AUFGABE: Übertragen Sie aus dem Lesetext zum Gedichtband „Scharlachnatter“ den Abschnitt zwischen „Abdruck und Lesung“ und „Autors Robert Schindel.“, beide Stellen eingeschlossen, wortgetreu.

LESETEXT:
########

Robert Schindel: Scharlachnatter. Gedichte. Suhrkamp Verlag 2015. 100 Seiten.
Interview mit Robert Schindel zum neuen Gedichtband "Scharlachnatter" Interview hören 

Abdruck und Lesung der Gedichte mit freundlicher Genehmigung des Autors Robert Schindel und des Suhrkamp-Verlages. Veröffentlichung des kompletten Interviews mit freundlicher Genehmigung des Autors Robert Schindel. 

 

Gedicht-Lesung von Autor Robert Schindel:

Scharlachnatter

 

Grauenhafter Mensch vorauslaufend
In künftige Zeiten siehst du zurück
Auf uns Wilde uns Blöde
Schauerlich dieser Eifer rettest uns

 

Vor uns die wir dich hinschreiten
Sehen zu den Diamantenbergen türkisenen
Tälern in denen Häuser sich türmen
Mit Prachtaussichten und Leute

 

Mit Eisenherzen hinter den Fenstern
Erwarten dich der du uns
In der Vorsteherdrüse verdammt hast wir
Mit der Scharlachnatter im Maul wollen

 

Dir den Kopf abhauen und die
Natter dir zwischen die Lippen stecken
Um hernach deine Botschaften
Nachzureden Jochanaan

 

Michaela Schmitz:
Scharlachnatter heißt der Band und heißt das Titelgedicht. Ich hab mich schwergetan, es einzuordnen in den Band, weil es so anders und so besonders ist.

Robert Schindel:
Ja, weil es eben so ein Findling ist. Oder etwas gar nicht mit anderen Texten so besonders Verbundenes. Es ist gleichsam eine lyrische Variation auf die Salomé-Herodes-Problematik - und natürlich auch indirekt auf Johannes den Täufer, der da unten ist im Verlies - und ist sozusagen eine religiös-kulturkritische Ansage von Zuständen, in denen ich mich befinde.

 

Michaela Schmitz:
"Zwischen Stundenglas und Nu-Mühle" hätte der Band auch gut heißen können, weil es die Themen-Schwerpunkte, die ich wahrnehme, nämlich "Alltag eines älter werdenden Dichters" und "Sprach- und poetologische Reflexionen", zusammenfasst. Waren das tatsächlich die Themen, die Sie während der Arbeit an den Gedichten besonders beschäftigt haben?

Robert Schindel:
Nolens volens, ich weiß nicht, ob das sozusagen ein Naturgesetz ist, aber ich beobachte auch bei anderen Autoren und Autorinnen, dass irgendwann die Frage des Alterns annexionistische Bestrebungen entwickelt und einen halt irgendwie beschäftigt, auch wenn man sich darüber ärgert und das ja eigentlich gar nicht wirklich thematisieren will. Aber von der existenziellen Seite her ist dieses Einsinken in den Existenzsumpf, dieses langsame, sukzessive Einsinken halt doch sehr aufdringlich. Und muss daher, weil es auch ein bisschen mit Angst verbunden ist, in Worte gebannt werden; wie ich ja alle Ängste versuche, in Worte zu bannen.

########

Datensätze zum Zeigen auf benannte Objekte:
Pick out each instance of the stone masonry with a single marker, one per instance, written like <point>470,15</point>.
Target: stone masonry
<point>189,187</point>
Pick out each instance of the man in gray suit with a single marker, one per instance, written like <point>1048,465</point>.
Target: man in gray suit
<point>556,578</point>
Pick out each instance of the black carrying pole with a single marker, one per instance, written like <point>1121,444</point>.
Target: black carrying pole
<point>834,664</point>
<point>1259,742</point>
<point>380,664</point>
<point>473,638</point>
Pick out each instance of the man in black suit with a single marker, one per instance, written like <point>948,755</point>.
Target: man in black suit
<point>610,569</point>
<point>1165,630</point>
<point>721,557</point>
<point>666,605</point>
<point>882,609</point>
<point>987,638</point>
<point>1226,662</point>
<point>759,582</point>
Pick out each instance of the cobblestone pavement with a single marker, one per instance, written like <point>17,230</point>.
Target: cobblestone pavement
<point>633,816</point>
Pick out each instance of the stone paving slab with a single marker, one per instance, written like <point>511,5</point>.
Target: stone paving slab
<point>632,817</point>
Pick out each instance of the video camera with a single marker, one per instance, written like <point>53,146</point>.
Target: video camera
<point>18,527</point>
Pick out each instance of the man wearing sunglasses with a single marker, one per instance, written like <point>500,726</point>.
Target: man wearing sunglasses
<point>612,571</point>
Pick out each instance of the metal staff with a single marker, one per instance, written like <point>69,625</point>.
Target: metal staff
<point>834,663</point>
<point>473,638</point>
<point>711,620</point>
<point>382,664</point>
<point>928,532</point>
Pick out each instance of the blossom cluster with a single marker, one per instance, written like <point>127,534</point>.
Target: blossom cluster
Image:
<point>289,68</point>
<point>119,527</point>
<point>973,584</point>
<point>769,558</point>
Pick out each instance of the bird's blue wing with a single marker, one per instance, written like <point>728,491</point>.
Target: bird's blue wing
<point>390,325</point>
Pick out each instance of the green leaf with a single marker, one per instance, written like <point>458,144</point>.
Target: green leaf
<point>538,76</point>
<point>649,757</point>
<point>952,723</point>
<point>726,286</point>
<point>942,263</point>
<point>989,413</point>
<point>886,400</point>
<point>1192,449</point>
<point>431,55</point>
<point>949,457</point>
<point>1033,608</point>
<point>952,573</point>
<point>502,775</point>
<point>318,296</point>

########

VOLLSTÄNDIGE ANTWORT:
Abdruck und Lesung der Gedichte mit freundlicher Genehmigung des Autors Robert Schindel und des Suhrkamp-Verlages. Veröffentlichung des kompletten Interviews mit freundlicher Genehmigung des Autors Robert Schindel.